--- DIRECTION ---
Rewrite all of the data below, putting "Label" wherever "Target" appears and changing nothing else. Leave the pictures out of your answer.

--- THE DATA ---
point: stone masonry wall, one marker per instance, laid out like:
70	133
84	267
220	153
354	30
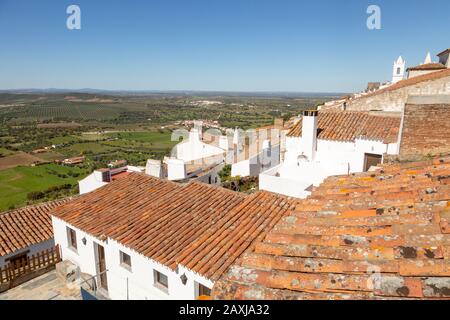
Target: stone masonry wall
396	99
426	131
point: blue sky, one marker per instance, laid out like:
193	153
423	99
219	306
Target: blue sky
229	45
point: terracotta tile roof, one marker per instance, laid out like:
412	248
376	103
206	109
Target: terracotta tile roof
376	235
443	52
119	175
349	125
165	221
411	81
26	226
212	254
428	66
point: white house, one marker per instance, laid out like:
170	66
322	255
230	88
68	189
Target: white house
140	237
26	231
329	143
194	148
257	150
102	177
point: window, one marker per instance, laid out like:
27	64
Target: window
72	238
203	290
161	280
21	258
125	260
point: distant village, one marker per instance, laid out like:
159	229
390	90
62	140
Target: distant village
355	187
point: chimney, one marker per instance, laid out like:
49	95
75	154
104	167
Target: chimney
102	175
278	123
223	143
309	133
194	135
198	125
176	169
154	168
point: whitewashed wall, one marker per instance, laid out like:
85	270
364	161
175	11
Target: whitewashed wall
295	175
123	283
90	183
195	149
39	247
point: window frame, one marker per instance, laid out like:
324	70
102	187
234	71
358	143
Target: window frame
123	262
72	240
157	281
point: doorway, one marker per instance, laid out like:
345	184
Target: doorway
101	267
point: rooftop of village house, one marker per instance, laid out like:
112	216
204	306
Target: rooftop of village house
203	227
21	228
382	234
350	125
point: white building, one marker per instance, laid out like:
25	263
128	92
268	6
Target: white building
257	150
26	231
398	73
102	177
194	148
146	238
322	144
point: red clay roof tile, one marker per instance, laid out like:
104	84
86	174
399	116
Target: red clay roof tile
21	228
355	245
350	125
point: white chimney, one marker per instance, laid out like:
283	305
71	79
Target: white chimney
309	133
198	125
154	168
194	135
176	169
102	175
223	143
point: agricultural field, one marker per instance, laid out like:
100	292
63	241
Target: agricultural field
19	159
105	128
17	183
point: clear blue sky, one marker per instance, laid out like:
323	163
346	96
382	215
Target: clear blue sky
245	45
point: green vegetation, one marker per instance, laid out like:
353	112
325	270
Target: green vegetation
108	128
17	183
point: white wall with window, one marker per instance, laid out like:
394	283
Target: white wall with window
130	275
296	174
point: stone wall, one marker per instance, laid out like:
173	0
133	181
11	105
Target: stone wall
395	100
426	131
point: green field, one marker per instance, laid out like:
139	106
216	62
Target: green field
16	183
111	127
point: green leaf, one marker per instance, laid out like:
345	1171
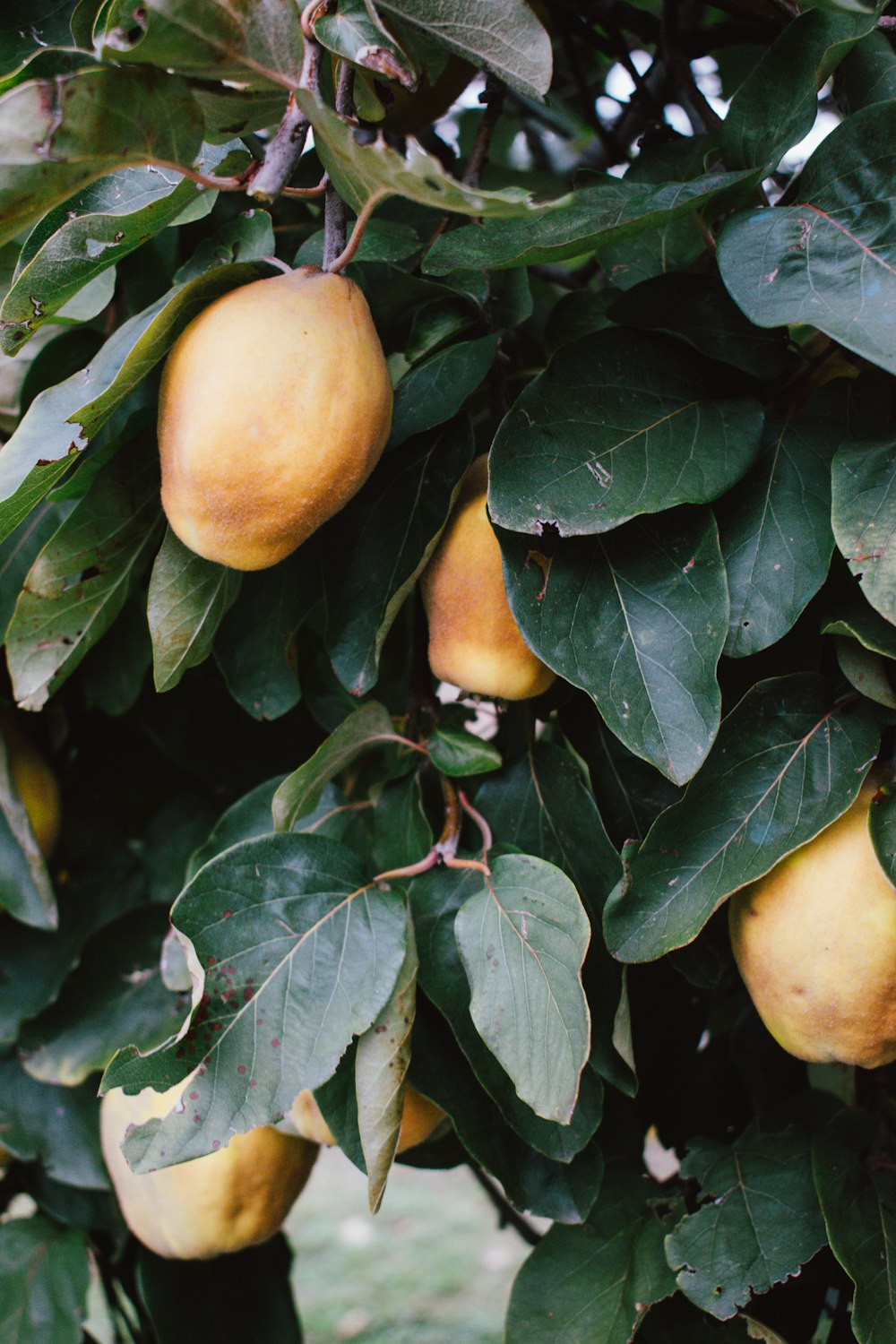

--- RESPONSE TO THIS EXERCISE ---
point: stone masonry wall, one marker per instance, laid out like:
70	133
84	267
220	153
354	30
Label: stone masonry wall
396	99
426	131
point: blue sky, one marker per instance, laid out like:
193	153
423	99
219	306
Label: blue sky
229	45
point: terracotta tile roof, one marker per instance, laid out like:
412	248
376	103
206	109
Label: terracotta tile roof
376	235
443	52
119	175
349	125
165	221
411	81
26	226
212	254
428	66
point: white house, one marker per instance, laid out like:
170	66
322	255
230	88
68	189
Label: white house
140	237
26	231
329	143
194	148
257	150
102	177
point: window, one marker per instance, laid out like:
27	64
Label: window
72	238
203	290
161	280
21	258
125	260
point: distant village, one marker per instance, laid out like:
159	229
390	90
62	140
Label: distant village
355	187
point: chimney, one marker per instance, laid out like:
49	95
75	154
104	167
Label: chimney
102	175
278	123
223	143
309	133
194	135
198	125
176	169
154	168
point: whitewashed wall, one marker per instance, laid out like:
85	270
364	161
175	11
Label: whitewashed wall
295	175
123	283
90	183
195	149
39	247
point: window frame, one marker per instance, laid out like:
324	70
102	187
234	71
358	143
Label: window frame
123	262
72	240
157	281
point: doorway, one marker per instance, laid out like:
345	184
Label: doorway
101	267
point: rooftop of village house, one marker per instance, laid out like:
112	216
204	306
Label: rooftop of village house
203	227
21	228
382	234
350	125
point: white building, one marker per instance, laid out like:
25	263
128	92
268	6
Label: white building
257	150
26	231
398	73
102	177
194	148
146	238
322	144
point: red clay roof tile, one marker per instance, laid out like:
104	84
86	174
399	116
Label: red clay roof tile
21	228
355	245
350	125
point: white chimney, one marker per instance, laid out like:
283	305
71	79
Label: white chimney
309	133
198	125
154	168
194	135
176	169
102	175
223	143
point: agricultural field, one marker per instance, laid out like:
100	292
63	241
Label: agricultural field
19	159
105	128
17	183
point: clear blue sky, one marker per instance, laid out like:
323	163
346	96
382	215
Label: clear blue sky
245	45
point: green vegetation, one marker per instance, laid out like:
353	112
325	270
Label: green vegetation
108	128
17	183
point: white wall with window, one marker per instance, laid out like:
394	283
Label: white wall with window
130	275
296	174
point: stone wall, one marker per instance, laid out like:
173	0
133	181
11	105
Label: stone wall
395	100
426	131
point: green field, one marker per instance, laid out like:
139	106
216	62
Label: green field
16	183
111	127
point: green leaf, one marker per instance, laid out like:
345	1171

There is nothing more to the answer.